→ **SET EXERCISE**: Locate the line that contains "Indicate the red table in", then copy it and all later lines of the data below exactly, through the last one.

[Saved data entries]
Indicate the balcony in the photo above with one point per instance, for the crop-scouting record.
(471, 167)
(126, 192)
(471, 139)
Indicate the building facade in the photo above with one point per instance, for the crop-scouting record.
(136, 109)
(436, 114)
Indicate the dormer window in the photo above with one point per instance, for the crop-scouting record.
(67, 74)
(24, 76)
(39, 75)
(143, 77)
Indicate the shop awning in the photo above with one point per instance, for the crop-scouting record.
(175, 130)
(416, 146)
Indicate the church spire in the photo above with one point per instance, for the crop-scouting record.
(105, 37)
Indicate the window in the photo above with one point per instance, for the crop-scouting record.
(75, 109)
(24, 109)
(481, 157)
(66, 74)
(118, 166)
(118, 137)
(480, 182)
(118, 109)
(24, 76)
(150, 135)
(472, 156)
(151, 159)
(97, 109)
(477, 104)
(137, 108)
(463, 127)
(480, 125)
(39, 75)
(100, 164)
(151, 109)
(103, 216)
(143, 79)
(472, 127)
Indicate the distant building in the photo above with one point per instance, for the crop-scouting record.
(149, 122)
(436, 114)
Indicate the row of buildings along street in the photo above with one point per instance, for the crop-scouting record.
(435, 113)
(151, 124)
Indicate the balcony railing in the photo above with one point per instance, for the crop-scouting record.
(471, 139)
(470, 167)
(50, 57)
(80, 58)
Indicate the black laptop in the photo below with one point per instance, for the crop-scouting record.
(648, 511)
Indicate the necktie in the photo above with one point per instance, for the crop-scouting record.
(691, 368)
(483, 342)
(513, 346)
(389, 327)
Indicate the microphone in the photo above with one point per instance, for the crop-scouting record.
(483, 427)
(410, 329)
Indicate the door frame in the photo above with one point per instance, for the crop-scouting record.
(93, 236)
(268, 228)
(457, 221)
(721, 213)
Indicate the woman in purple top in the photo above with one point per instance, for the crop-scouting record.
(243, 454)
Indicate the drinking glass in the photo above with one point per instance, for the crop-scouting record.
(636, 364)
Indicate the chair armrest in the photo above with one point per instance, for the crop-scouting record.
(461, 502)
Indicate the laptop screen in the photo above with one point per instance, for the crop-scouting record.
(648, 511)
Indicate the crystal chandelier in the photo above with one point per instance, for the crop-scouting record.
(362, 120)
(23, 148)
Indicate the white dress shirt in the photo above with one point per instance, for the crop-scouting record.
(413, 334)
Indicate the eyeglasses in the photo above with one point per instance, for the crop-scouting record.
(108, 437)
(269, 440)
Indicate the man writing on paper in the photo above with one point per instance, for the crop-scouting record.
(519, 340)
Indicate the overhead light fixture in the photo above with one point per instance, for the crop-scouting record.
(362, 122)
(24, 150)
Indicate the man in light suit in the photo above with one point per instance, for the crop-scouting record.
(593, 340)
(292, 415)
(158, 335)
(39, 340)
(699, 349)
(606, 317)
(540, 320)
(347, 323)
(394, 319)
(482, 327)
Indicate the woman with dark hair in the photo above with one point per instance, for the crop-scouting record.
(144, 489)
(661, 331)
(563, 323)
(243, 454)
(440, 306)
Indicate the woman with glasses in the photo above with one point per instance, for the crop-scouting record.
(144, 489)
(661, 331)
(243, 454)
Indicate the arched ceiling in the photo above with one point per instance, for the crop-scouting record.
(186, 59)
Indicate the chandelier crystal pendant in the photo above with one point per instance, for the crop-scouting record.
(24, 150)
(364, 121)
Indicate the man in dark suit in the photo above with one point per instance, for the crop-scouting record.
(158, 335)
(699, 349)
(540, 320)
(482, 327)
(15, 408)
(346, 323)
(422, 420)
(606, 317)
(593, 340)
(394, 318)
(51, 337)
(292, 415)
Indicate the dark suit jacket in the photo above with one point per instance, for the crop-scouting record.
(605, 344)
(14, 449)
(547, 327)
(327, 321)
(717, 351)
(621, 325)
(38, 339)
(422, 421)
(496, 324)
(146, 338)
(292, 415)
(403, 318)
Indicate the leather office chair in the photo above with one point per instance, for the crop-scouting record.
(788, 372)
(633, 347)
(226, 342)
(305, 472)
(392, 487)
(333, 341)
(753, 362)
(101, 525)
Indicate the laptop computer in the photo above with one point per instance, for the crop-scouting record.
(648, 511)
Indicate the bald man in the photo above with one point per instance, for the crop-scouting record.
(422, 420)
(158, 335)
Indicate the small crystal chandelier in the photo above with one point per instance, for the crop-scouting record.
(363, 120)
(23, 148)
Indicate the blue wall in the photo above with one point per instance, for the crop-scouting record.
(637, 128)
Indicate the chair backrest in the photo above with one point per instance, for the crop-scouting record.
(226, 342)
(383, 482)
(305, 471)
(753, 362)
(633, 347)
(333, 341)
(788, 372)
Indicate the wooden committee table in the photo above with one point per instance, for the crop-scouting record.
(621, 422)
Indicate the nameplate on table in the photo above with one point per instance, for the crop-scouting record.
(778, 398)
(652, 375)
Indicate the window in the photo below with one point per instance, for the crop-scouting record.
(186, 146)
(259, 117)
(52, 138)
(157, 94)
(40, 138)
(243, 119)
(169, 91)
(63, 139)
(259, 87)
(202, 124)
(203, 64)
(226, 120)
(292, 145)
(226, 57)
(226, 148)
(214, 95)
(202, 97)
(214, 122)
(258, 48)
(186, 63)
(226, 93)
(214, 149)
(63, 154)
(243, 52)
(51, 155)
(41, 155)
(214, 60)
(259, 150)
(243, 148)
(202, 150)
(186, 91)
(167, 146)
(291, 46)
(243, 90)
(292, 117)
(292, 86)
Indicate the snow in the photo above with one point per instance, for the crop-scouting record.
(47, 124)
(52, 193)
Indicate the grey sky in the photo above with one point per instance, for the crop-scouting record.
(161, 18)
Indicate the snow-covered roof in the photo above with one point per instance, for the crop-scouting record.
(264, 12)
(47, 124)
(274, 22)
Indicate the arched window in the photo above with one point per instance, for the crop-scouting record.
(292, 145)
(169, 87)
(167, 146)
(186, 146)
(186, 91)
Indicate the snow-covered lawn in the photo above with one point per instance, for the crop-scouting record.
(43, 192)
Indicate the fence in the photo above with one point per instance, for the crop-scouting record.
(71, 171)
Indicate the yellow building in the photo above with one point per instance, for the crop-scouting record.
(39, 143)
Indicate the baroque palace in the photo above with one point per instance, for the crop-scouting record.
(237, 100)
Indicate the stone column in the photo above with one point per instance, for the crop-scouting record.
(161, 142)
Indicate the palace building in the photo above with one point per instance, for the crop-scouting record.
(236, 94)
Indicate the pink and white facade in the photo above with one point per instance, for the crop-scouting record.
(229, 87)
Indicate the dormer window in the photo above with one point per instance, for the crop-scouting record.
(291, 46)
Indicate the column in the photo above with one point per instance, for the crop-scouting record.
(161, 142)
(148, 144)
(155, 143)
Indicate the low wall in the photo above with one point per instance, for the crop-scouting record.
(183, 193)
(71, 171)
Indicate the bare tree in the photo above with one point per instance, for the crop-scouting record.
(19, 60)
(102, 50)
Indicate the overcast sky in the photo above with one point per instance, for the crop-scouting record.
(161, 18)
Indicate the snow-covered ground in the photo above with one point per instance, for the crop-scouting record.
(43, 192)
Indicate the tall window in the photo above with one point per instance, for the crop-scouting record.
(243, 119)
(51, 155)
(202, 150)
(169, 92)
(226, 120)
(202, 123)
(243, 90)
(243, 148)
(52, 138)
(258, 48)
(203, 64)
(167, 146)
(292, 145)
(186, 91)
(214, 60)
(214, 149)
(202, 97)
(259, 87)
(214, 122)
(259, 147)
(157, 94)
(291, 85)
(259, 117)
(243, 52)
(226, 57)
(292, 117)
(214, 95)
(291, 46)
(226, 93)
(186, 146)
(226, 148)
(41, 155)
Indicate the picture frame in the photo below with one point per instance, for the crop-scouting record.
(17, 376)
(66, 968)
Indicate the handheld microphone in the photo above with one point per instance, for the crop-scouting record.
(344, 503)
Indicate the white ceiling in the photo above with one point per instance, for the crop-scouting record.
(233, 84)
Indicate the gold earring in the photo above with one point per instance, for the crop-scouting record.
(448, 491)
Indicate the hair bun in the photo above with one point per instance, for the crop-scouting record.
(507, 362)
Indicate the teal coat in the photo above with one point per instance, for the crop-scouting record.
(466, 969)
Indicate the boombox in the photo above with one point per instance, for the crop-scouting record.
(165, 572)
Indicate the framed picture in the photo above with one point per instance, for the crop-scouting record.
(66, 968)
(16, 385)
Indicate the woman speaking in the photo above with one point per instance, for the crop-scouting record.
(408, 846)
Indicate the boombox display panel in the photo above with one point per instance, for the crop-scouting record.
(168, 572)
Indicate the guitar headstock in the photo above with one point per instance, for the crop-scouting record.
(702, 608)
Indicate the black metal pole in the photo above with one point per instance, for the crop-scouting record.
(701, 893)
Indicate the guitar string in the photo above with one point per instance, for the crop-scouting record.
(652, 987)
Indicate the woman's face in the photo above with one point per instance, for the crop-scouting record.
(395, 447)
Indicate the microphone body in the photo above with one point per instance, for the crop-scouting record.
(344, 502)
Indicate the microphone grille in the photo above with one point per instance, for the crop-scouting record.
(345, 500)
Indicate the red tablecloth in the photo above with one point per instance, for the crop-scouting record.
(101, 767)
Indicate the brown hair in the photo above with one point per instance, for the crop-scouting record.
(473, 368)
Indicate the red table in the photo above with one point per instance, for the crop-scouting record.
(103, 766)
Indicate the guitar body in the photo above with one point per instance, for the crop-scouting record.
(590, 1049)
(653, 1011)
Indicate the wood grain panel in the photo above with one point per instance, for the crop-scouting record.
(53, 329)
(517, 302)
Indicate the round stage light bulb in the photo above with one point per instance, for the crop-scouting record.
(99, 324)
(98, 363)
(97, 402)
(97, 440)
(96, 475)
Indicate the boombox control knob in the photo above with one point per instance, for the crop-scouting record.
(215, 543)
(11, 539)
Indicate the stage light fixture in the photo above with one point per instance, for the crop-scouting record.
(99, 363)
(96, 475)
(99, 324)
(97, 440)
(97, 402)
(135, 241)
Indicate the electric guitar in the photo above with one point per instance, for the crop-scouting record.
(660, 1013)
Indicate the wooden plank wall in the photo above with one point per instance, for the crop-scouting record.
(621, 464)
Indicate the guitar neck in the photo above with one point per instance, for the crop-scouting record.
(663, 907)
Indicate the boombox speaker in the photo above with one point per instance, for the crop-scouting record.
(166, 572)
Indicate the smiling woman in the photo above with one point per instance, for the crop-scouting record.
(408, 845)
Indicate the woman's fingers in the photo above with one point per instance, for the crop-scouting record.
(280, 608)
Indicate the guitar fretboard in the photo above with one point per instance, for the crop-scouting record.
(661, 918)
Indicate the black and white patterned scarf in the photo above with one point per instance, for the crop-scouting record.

→ **SOLVED EXERCISE**:
Indicate the red table in the photo above with one point per instance, for the crop-scouting record.
(103, 766)
Indicate the guitar body in the photo above with one point per instance, for the crop-scouting record.
(590, 1049)
(653, 1011)
Indicate the wood grain panel in the photo above with one point per instance, for the crop-scouting record.
(53, 329)
(517, 302)
Indicate the round stage light bulb in the photo above with one point per instance, for the crop-scouting record.
(99, 324)
(98, 363)
(97, 402)
(97, 440)
(96, 475)
Indicate the boombox control knob in the photo above with one point per instance, for the crop-scouting record.
(215, 543)
(11, 539)
Indicate the stage light fixture in the photo above with one point per instance, for the crop-scouting record.
(99, 363)
(96, 475)
(99, 324)
(97, 440)
(97, 402)
(135, 241)
Indicate the electric guitar in the photo above with one point per instance, for the crop-scouting record.
(660, 1013)
Indicate the wooden plank wall in the photo above with one point per instance, for the crop-scouting record.
(621, 464)
Indicate the guitar neck in the photo above with one point per instance, for the crop-scouting record.
(663, 907)
Indicate the boombox speaker in the photo above with one point per instance, for the crop-scouting record.
(166, 572)
Indicate the smiling woman in the photo above with one point per instance, for the crop-scouting record.
(408, 845)
Indicate the woman's fingers in the photo above with one point per instance, for the crop-scouting record.
(280, 608)
Indicate the guitar fretboard in the photo above with one point per instance, for the crop-scouting record.
(661, 918)
Indicate the black and white patterned scarf in the photo above with one point per instance, for the crop-scouting record.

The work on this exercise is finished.